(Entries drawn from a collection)
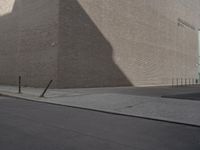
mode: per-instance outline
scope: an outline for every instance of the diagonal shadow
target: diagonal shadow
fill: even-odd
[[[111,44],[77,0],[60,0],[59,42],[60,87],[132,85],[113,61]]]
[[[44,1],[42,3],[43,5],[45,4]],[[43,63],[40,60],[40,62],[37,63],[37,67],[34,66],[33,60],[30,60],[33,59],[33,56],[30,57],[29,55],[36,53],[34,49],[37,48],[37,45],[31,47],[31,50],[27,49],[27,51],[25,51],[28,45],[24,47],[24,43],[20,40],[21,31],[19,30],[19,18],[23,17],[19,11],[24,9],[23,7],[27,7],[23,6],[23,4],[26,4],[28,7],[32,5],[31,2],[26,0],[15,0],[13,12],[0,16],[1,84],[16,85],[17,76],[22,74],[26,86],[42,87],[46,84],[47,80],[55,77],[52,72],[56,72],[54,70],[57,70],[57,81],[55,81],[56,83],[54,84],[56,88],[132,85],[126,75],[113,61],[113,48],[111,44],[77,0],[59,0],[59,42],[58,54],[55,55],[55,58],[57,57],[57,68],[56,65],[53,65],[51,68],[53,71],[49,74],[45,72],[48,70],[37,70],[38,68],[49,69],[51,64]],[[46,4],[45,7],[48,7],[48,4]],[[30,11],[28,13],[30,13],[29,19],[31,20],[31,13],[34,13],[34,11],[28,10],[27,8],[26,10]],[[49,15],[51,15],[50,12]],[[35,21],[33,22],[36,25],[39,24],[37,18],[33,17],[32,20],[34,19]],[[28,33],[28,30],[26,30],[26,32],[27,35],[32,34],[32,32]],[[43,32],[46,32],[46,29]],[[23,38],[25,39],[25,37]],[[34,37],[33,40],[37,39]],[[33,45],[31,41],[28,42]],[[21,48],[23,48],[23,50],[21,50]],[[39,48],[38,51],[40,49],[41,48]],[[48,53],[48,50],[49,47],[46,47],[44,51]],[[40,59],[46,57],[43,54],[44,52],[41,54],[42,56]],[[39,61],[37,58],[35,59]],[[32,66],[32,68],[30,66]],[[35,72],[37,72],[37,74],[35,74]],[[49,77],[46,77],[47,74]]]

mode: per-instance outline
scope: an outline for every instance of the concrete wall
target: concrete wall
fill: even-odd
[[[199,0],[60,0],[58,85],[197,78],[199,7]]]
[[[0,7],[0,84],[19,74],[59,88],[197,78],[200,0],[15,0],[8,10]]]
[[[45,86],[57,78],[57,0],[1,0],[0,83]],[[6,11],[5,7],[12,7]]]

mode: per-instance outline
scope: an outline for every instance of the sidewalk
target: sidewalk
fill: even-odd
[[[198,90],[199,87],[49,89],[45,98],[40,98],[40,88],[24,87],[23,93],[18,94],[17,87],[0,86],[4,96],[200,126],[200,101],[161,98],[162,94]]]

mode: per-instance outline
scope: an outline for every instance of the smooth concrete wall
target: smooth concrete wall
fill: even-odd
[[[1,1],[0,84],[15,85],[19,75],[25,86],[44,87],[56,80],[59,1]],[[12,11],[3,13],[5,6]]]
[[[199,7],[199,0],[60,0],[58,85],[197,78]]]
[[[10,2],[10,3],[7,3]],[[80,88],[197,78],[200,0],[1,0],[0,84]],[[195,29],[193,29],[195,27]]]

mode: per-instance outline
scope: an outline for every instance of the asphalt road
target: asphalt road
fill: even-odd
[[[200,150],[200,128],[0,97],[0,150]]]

...

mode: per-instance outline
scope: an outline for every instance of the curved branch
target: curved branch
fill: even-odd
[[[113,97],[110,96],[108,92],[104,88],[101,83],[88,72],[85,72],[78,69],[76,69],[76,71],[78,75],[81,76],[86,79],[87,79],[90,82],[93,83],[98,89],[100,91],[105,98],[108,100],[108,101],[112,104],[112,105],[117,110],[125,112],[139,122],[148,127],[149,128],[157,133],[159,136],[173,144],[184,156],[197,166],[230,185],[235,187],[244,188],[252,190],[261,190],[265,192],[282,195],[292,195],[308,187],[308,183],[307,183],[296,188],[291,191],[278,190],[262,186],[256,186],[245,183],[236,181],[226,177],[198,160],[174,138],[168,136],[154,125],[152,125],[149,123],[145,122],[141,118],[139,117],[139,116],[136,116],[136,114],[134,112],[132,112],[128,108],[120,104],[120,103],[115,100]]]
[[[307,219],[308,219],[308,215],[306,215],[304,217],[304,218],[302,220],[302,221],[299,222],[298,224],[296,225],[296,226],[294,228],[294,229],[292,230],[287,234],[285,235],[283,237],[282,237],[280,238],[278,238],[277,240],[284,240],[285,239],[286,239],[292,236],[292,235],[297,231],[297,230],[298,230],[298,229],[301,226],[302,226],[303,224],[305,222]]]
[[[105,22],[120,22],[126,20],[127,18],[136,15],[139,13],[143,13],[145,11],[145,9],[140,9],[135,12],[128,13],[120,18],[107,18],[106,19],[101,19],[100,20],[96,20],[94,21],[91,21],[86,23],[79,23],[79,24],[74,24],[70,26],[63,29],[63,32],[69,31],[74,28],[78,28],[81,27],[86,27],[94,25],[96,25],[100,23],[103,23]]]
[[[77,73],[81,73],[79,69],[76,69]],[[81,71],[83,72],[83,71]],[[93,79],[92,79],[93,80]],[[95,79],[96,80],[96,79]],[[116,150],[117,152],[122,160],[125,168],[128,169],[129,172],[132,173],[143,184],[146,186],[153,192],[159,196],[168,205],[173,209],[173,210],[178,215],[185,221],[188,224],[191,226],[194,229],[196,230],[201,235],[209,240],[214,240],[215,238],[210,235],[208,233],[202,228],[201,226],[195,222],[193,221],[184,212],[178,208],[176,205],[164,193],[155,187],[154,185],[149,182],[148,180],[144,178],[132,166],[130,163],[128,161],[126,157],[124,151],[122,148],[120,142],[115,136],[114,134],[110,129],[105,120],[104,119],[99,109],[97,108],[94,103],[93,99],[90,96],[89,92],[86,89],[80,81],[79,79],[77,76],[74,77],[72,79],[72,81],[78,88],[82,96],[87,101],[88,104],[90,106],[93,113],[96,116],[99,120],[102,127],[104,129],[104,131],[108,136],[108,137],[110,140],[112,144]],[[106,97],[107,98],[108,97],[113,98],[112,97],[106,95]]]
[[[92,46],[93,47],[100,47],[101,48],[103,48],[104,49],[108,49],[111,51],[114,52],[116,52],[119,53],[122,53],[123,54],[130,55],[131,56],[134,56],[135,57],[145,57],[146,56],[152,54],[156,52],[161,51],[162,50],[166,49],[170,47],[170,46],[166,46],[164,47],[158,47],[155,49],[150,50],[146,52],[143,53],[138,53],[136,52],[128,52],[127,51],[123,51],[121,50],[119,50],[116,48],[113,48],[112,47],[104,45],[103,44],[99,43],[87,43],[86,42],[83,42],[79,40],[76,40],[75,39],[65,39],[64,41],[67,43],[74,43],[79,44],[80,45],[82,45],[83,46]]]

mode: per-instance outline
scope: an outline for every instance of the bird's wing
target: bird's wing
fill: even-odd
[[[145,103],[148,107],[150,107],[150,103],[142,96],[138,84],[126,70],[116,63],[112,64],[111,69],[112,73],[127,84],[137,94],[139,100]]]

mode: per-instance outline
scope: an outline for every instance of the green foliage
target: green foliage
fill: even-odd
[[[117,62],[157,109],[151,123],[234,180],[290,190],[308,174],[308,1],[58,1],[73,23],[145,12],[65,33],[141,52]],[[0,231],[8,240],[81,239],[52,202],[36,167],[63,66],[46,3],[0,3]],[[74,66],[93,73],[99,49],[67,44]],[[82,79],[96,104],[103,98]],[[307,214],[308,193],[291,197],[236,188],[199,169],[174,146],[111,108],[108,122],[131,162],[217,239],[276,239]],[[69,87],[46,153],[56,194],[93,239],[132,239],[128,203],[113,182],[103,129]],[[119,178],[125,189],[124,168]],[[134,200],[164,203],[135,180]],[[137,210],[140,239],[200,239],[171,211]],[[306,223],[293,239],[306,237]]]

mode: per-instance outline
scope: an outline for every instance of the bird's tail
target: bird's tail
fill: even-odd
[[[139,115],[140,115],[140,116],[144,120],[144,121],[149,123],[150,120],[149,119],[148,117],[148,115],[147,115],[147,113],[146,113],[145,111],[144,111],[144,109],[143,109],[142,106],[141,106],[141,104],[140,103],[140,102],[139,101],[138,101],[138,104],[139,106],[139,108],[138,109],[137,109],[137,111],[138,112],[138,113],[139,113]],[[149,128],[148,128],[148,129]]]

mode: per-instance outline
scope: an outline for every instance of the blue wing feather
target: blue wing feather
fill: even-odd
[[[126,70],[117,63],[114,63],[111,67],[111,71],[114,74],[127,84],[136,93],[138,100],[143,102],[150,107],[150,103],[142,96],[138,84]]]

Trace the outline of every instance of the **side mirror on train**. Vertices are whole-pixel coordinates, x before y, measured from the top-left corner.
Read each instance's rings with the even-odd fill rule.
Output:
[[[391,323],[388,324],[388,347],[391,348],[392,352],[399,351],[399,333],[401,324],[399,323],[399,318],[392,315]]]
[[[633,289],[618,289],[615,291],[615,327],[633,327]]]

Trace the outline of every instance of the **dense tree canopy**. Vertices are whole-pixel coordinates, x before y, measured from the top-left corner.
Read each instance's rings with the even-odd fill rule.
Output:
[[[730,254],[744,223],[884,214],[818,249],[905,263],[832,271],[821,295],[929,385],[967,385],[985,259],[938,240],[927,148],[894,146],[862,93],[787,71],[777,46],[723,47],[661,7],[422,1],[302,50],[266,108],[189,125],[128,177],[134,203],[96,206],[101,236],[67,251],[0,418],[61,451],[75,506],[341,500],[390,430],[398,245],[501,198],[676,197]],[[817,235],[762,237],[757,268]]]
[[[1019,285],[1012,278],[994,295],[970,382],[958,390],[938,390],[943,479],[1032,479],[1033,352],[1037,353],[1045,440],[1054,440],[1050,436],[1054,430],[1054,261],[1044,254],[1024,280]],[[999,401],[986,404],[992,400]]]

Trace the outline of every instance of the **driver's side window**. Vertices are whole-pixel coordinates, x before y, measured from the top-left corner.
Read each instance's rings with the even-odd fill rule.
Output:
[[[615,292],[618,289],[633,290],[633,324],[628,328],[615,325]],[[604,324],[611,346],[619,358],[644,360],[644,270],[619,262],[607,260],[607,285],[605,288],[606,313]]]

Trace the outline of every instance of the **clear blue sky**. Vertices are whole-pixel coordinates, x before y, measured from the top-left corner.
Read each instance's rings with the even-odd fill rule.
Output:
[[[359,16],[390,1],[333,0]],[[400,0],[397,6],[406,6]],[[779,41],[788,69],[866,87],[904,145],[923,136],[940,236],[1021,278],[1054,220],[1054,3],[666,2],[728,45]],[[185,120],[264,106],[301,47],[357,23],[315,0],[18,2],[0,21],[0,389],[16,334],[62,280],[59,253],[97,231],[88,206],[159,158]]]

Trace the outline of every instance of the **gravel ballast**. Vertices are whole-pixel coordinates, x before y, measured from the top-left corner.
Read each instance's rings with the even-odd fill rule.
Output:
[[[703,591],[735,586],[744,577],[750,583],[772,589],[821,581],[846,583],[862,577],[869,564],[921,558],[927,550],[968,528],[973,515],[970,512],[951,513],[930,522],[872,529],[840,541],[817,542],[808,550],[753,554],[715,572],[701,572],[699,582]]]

• [SHORT TASK]
Gather every line above that contains the string "road" and copy each one out in full. Case counts.

• [SOLUTION FOR THIS EXERCISE]
scope: an outline for every instance of the asphalt road
target: asphalt road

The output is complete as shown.